§ What the task asks: Please list every line of the material below that contains the word 'single', copying each line in full. Case counts.

§ Records for this exercise:
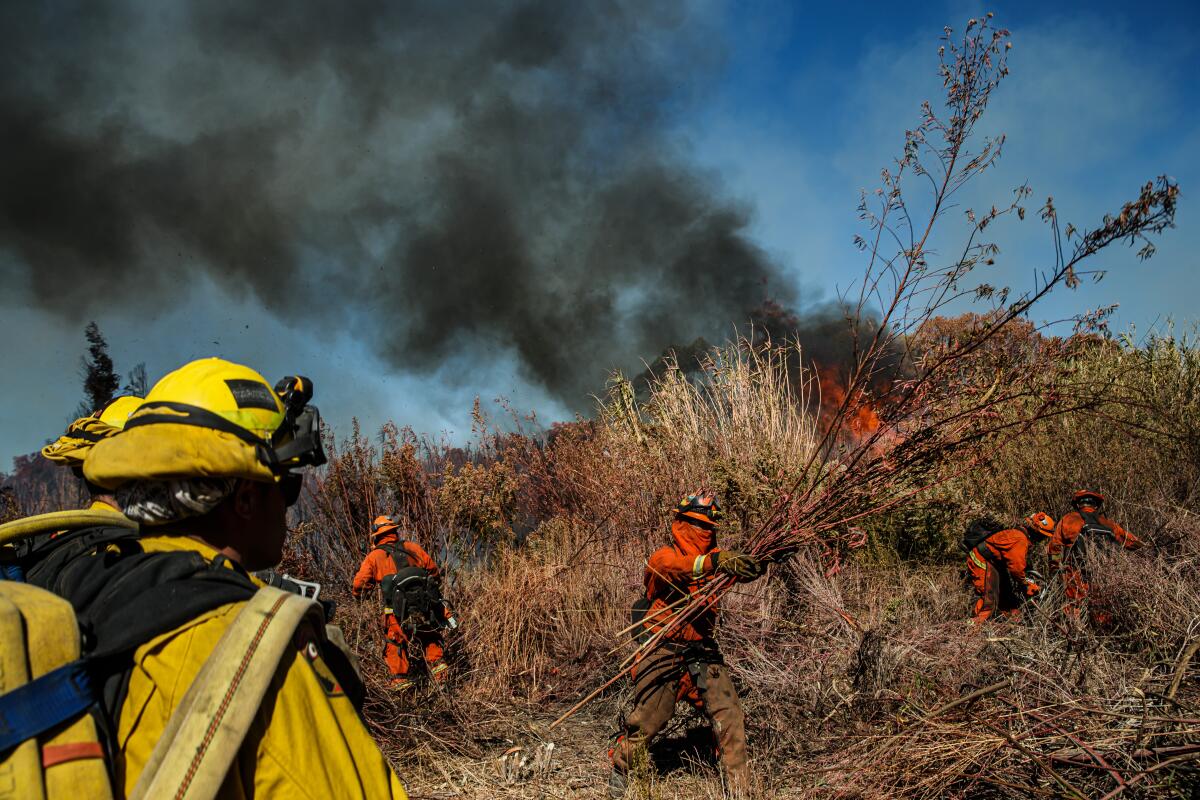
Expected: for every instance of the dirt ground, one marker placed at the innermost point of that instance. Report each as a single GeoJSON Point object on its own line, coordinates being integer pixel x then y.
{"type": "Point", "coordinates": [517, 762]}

==

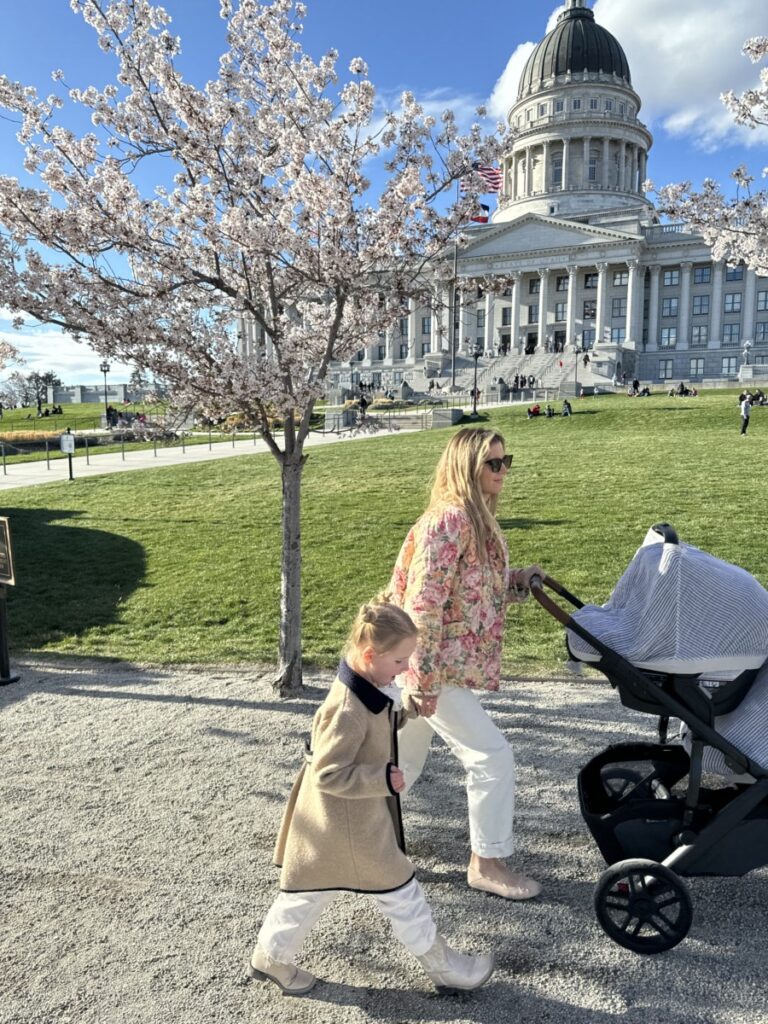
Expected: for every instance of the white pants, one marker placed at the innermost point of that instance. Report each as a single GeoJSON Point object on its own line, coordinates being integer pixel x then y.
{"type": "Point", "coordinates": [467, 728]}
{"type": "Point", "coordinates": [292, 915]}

* * *

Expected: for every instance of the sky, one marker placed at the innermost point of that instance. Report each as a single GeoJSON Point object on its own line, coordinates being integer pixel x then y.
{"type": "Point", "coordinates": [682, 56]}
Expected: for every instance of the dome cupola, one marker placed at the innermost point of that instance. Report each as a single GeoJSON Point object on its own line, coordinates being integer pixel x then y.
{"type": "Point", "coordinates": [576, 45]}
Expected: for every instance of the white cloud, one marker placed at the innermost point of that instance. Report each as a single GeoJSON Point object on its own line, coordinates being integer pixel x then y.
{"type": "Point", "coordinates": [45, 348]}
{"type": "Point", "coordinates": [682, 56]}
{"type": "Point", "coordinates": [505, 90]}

§ Answer to this exercise:
Expected: for every instance of the dirt ground, one marker placed at the innermost point of that instance. Report each as a single GeoJSON Point object on its own line, coordinates being integer pixel x then y.
Expected: for every instance of the white pants, one marker placed at the innermost point of that instance. Report each as a single GeoJSON Point object on its own line, coordinates being integer pixel x then y.
Expected: for every instance of the sky, one marker placed at the innermost point of that instance. Report each as a single GeoJSON Point object on its own line, coordinates being integer pixel x then y.
Expected: for every instance of the dome cupola, one marker placed at the innermost point of that instance. Report each as a single GeoJSON Point object on its own line, coordinates being integer pixel x then y.
Expected: for every instance of the white cloud, one marker placed at the innermost point of that instance. Report each as a single GeoJSON Point object on its own line, coordinates being integer pixel x then y.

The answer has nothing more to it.